EXERCISE DIRECTIONS:
All lines holding the string "query" should be copied from the data below.

MATERIAL FOR THIS TASK:
>>>>>
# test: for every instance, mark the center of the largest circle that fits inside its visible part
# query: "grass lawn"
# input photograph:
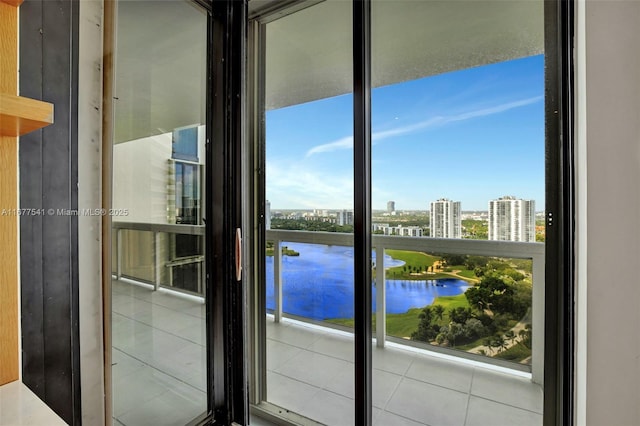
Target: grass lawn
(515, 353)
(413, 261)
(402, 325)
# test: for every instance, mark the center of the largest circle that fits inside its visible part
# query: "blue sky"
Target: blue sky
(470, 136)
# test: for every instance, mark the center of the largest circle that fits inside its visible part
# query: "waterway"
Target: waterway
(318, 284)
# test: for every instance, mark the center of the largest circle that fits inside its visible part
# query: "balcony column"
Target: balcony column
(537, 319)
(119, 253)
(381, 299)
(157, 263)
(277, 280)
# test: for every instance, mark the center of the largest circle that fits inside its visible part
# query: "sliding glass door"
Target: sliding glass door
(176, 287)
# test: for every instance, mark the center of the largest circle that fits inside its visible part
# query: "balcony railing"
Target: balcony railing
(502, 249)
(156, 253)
<<<<<
>>>>>
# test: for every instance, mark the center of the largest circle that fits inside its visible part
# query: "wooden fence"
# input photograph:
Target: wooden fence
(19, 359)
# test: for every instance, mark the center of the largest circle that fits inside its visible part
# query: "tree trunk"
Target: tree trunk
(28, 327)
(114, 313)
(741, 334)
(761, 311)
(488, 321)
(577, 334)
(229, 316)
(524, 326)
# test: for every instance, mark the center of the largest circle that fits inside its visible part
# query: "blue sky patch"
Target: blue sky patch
<<<<<
REPLY:
# query: "grass lawn"
# query: "blue sky"
# query: "waterway"
# query: "balcony column"
# query: "sliding glass door"
# query: "balcony railing"
# query: "wooden fence"
# query: "tree trunk"
# query: "blue sky patch"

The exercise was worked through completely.